But de l'exercice. Présentez sous forme de liste numérotée les lignes qui vont de celle contenant "Practice step: pick out every instance of the soldier's" jusqu'à celle contenant "Target: soldier's face", ces deux lignes comprises. Laissez de côté les lignes vides.

Données d'annotation pour localiser des objets
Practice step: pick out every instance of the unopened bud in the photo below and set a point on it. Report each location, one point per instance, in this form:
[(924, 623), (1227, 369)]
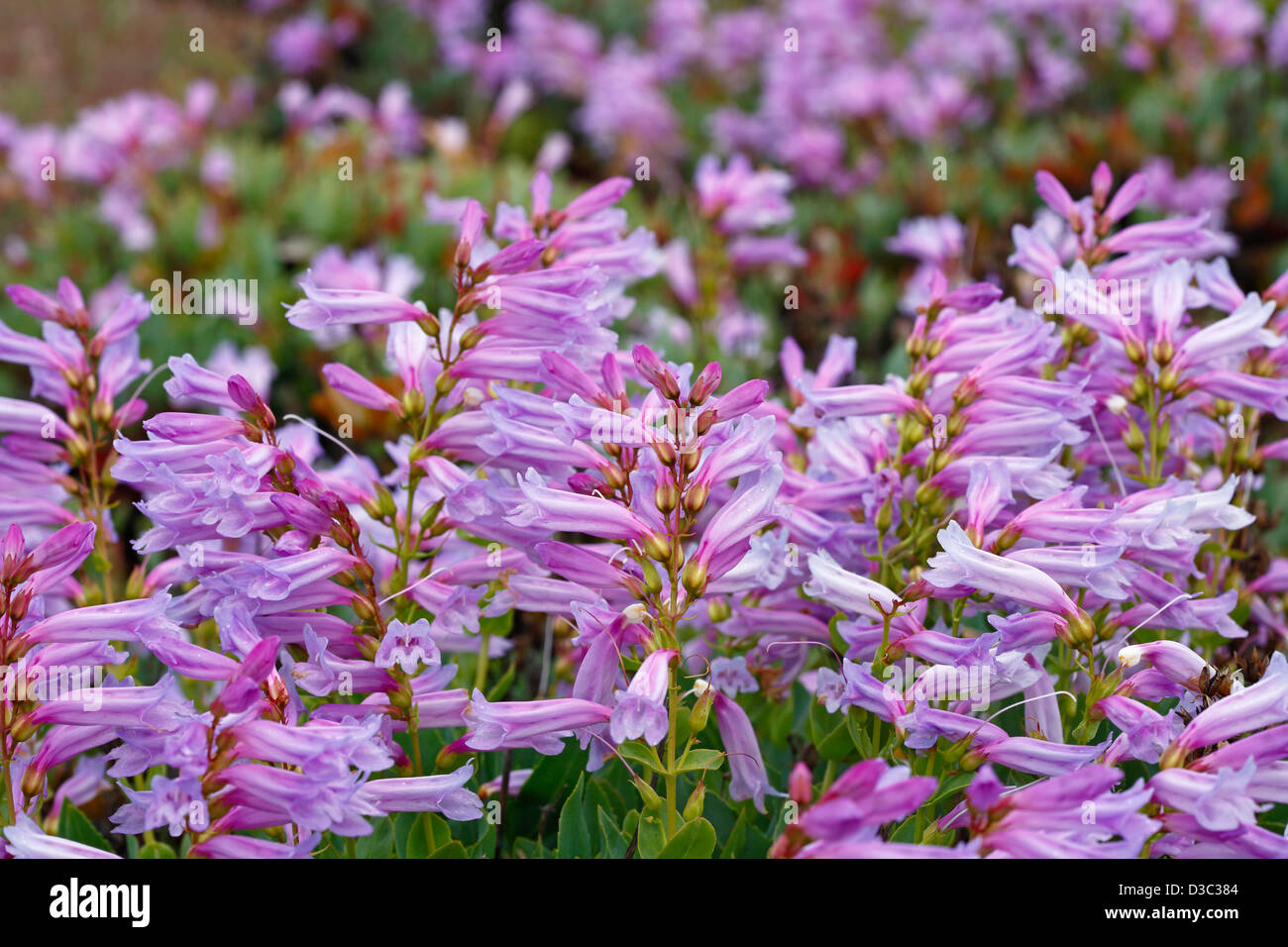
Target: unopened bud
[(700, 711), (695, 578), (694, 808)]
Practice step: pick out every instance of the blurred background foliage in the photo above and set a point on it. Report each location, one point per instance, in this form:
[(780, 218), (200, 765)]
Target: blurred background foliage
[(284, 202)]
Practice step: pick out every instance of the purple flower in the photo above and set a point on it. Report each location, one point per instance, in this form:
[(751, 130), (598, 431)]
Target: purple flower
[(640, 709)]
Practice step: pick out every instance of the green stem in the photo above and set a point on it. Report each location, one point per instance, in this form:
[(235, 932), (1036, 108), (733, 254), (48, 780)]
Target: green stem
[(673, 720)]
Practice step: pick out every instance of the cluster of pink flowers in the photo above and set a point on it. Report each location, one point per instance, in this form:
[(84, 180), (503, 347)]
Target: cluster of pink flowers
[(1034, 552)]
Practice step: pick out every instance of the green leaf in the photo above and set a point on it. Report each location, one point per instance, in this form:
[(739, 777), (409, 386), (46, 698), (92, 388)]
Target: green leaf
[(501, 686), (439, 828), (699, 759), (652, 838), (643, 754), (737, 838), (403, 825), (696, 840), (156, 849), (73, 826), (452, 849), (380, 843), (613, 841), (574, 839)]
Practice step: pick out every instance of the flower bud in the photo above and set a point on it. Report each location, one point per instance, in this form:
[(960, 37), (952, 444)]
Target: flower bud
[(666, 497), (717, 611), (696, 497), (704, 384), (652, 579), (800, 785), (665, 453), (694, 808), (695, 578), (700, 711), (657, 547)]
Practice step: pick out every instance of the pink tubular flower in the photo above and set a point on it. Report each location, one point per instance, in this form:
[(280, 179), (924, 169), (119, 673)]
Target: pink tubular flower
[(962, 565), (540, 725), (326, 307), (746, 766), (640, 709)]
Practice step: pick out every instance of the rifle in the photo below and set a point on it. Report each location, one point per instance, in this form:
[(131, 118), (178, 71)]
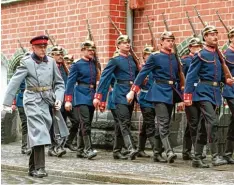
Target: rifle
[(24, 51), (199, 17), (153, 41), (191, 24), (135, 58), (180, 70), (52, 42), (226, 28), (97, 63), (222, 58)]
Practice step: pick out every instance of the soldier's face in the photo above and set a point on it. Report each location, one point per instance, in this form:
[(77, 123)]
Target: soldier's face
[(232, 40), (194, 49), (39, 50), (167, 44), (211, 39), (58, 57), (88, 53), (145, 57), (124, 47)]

Bonne réponse.
1. Practice step: pick out every instance of the soldier's face in the photo above and set a point on it. Report each location, one point per instance, in this form:
2. [(77, 123)]
3. Target: soldier's face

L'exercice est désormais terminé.